What to produce> The records below are to be copied exactly, with every picture left out.

== Supplied records ==

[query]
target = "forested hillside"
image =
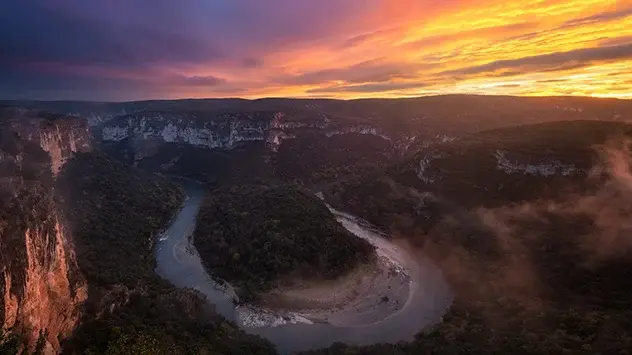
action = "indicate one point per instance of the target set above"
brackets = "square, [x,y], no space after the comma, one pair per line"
[116,212]
[257,235]
[539,268]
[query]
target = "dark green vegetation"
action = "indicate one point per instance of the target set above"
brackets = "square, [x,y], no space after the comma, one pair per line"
[256,235]
[11,343]
[541,271]
[116,212]
[113,207]
[465,172]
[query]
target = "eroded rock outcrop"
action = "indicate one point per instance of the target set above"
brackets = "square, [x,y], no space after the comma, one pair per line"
[41,286]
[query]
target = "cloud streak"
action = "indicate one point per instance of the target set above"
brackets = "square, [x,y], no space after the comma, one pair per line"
[203,48]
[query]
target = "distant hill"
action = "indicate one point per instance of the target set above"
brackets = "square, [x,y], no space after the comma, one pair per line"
[489,168]
[531,227]
[307,139]
[256,236]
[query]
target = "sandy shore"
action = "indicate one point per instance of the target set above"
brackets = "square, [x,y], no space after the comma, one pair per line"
[367,295]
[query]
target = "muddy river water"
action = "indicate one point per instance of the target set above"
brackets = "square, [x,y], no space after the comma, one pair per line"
[427,301]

===

Problem solution>
[query]
target = "forested hillside"
image =
action = "indicate one point per instance of the target set above"
brackets = "square, [x,y], no space after the comma, one pair per line"
[116,212]
[257,235]
[539,268]
[query]
target = "dark green vegetation"
action = "indicate one point per instance of the target set above"
brackets = "square, [x,y], no space after the comma, one pair per line"
[256,235]
[11,343]
[541,271]
[116,212]
[113,207]
[465,172]
[query]
target = "eroded rock outcrop"
action = "indicate one point per instance of the target set above"
brackets = "square, [x,y], no space after the comma, one pair per line"
[41,286]
[query]
target = "cloud streak"
action = "indicate one point per instance of the target set above"
brackets = "square, [x,y], no space after the comma, one pair per line"
[203,48]
[query]
target = "distant hill"
action = "indicate one point per instance of the target set above"
brackets = "square, [x,y], no space after the comma, one pair per line"
[489,168]
[531,227]
[307,139]
[256,236]
[query]
target = "sandy shore"
action = "indicate one point per instance of the target set above"
brackets = "square, [x,y], no space after the comma, one pair per line"
[367,295]
[query]
target = "muddy river water"
action = "indicate one point per instance of the target set above"
brackets = "square, [x,y], no space after the comma, one pair per line"
[427,301]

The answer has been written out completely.